-- Start of Source data --

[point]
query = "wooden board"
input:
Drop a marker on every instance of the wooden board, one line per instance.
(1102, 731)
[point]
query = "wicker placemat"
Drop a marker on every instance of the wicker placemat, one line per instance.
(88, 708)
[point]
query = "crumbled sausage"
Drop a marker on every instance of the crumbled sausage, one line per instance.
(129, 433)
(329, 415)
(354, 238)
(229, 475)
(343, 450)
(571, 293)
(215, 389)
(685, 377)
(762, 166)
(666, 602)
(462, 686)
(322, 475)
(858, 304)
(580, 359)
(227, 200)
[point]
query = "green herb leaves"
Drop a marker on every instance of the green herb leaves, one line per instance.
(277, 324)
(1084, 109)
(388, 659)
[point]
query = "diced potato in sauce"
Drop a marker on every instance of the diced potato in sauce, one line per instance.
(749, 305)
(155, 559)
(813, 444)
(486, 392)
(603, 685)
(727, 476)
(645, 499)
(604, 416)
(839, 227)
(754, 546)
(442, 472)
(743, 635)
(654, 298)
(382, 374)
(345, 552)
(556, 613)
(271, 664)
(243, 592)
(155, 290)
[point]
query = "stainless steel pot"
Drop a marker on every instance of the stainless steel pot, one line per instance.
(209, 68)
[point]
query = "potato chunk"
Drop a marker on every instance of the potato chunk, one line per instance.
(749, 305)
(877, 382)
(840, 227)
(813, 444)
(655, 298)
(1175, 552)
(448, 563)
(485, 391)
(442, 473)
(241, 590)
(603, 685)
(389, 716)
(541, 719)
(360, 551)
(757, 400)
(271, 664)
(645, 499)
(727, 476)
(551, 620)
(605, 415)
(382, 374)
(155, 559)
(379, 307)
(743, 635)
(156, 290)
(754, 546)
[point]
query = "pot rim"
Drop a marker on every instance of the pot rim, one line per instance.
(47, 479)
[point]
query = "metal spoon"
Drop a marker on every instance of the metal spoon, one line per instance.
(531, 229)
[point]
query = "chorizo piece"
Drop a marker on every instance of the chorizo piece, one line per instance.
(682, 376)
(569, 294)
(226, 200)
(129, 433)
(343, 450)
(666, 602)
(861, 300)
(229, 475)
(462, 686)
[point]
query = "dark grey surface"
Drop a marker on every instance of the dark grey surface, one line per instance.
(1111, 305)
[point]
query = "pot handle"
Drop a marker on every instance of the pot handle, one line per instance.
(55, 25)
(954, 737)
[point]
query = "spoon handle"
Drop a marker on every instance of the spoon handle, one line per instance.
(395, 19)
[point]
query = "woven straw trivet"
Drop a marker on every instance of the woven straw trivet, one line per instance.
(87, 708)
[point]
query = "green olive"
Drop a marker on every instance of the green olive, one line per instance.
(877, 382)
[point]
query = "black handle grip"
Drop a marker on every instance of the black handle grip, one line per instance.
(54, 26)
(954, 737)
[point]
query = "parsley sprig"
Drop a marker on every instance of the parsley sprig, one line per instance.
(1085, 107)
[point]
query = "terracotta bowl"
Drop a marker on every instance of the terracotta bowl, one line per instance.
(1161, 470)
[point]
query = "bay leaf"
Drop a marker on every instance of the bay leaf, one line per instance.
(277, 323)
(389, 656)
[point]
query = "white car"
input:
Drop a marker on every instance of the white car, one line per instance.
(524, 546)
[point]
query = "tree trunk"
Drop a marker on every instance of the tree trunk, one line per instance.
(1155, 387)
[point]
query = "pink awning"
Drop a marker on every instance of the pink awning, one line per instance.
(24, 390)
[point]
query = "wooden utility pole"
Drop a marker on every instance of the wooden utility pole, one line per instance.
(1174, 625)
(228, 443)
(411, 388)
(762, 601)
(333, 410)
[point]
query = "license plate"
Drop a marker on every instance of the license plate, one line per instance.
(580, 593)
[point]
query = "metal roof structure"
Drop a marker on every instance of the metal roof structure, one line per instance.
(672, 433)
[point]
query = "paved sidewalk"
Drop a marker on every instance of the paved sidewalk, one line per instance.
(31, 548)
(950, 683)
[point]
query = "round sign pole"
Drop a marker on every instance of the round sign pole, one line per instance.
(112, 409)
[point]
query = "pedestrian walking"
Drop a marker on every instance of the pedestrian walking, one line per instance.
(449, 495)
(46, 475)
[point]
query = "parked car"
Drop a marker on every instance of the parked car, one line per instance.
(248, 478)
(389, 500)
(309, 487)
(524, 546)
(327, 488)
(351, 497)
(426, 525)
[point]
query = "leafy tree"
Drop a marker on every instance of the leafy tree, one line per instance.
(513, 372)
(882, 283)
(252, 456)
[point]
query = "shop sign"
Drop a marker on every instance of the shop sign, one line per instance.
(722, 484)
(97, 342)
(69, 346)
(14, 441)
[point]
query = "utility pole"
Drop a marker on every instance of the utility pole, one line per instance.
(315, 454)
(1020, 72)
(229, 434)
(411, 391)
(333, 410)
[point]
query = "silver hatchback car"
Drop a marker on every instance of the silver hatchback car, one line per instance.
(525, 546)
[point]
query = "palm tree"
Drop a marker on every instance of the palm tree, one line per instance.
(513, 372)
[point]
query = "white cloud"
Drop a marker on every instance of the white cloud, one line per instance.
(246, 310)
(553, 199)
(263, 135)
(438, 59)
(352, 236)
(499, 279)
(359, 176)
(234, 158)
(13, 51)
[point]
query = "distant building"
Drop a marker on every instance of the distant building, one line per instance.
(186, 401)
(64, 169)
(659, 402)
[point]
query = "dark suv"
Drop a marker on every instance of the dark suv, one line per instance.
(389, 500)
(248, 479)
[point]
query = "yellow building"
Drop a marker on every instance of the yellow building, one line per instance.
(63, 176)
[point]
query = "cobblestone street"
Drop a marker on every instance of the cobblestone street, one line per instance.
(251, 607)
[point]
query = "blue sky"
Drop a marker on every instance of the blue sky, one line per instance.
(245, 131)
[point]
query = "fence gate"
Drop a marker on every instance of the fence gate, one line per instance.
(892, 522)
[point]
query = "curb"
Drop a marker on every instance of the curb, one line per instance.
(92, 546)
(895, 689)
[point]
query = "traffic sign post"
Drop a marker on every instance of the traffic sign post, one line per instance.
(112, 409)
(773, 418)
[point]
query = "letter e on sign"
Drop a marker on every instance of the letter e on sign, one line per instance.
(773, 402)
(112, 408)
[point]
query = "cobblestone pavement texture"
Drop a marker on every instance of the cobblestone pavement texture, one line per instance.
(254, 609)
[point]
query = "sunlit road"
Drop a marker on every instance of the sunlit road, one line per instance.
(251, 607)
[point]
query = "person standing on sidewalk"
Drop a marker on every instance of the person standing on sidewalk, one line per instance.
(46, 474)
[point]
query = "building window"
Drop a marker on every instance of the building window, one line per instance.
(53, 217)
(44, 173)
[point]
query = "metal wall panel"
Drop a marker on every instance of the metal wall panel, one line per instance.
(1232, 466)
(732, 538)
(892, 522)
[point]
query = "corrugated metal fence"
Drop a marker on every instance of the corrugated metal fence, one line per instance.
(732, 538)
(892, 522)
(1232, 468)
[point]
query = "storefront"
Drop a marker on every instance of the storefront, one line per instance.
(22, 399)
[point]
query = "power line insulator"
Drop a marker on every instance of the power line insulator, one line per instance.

-- End of Source data --

**Exercise requirements:**
Count the lines in the records above that contain the string "trivet", matching case exactly, and reply with only the number.

**Response to this exercise:**
2